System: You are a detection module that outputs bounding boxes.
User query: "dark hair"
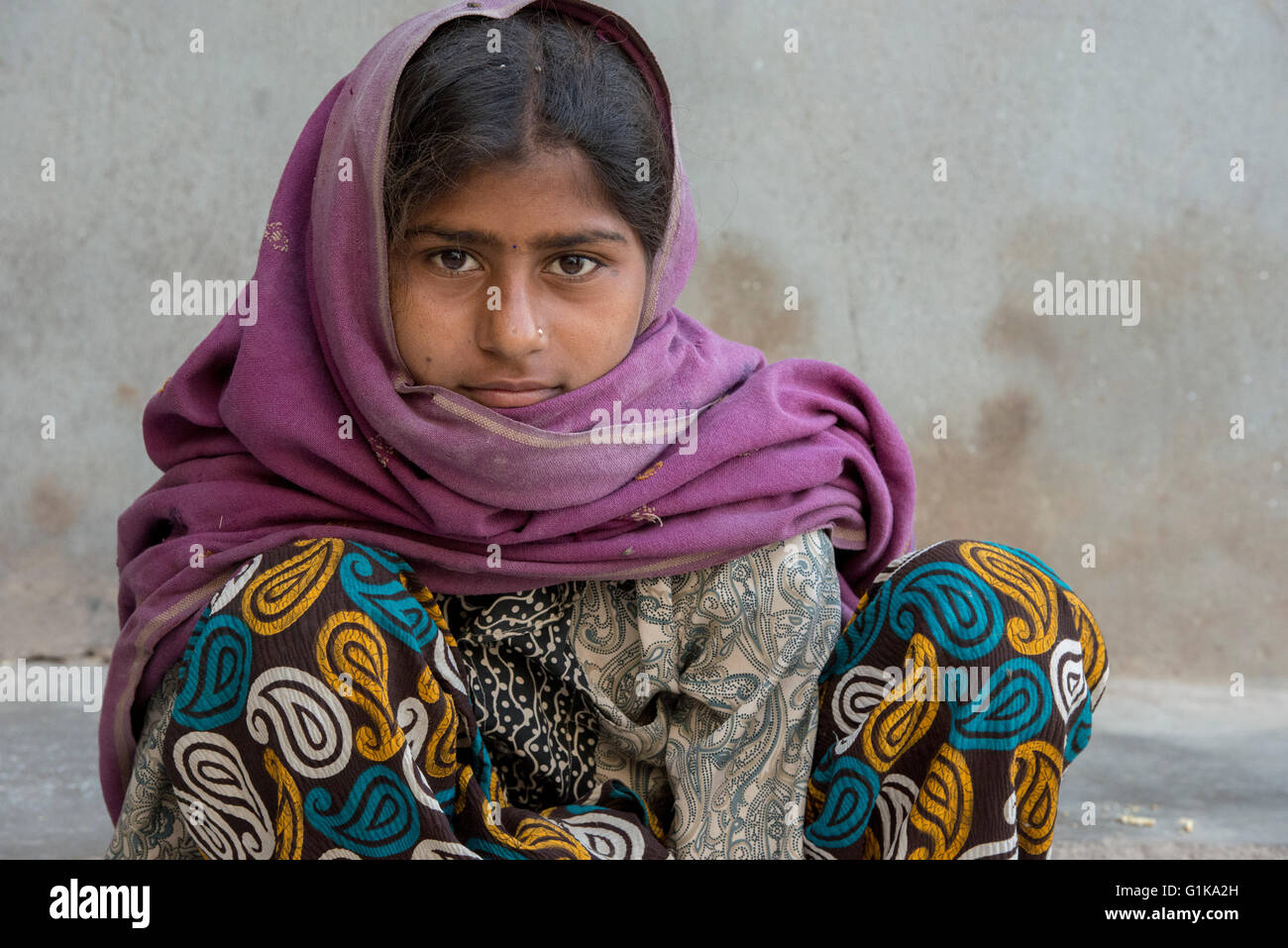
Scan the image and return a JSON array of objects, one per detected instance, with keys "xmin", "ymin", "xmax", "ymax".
[{"xmin": 383, "ymin": 7, "xmax": 673, "ymax": 262}]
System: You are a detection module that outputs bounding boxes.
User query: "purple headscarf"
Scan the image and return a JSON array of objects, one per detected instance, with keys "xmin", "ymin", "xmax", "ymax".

*What you are asked to do*.
How many lines in the entries above contain the word "query"? Reply with the number alone.

*Exercise result*.
2